Extrait du document:
┌──

Malgré cet imaginaire terrifiant, il faut retenir que l'enfer musulman n'est pas un enfer total : il y manque le désespoir; les damnés peuvent attendre le recours d'Allah. La peine du dam - la séparation totale d'avec Dieu - y est également absente. «Dans la tradition chrétienne, la pire souffrance est d'être coupé de Dieu. L'enfer musulman a emprunté et développé les aspects pittoresques, en y ajoutant un certain piment oriental, mais il reste superficiel et incomplet. Il lui manque la peine essentielle et une lueur d'espoir demeure. À tout prendre, il vaut mieux tomber dans l'enfer musulman que dans l'enfer chrétien, la plus implacable, la plus totalitaire et la plus désespérante machine à broyer les méchants que le génie humain ait jamais inventée».39 Machine qui a été peaufinée entre le XIe et le XIIIe siècle par les scolastiques européens.

└──

Énoncé: Selon l'extrait du document, quelle peine est absente de l'enfer musulman ? Les données n'interviennent pas dans cet exercice.

Extrait des données:
┌──

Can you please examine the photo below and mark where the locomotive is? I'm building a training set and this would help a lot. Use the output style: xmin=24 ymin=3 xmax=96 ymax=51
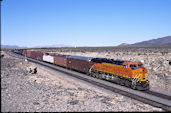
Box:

└──

Corrigé détaillé: La peine du dam, c'est-à-dire la séparation totale d'avec Dieu.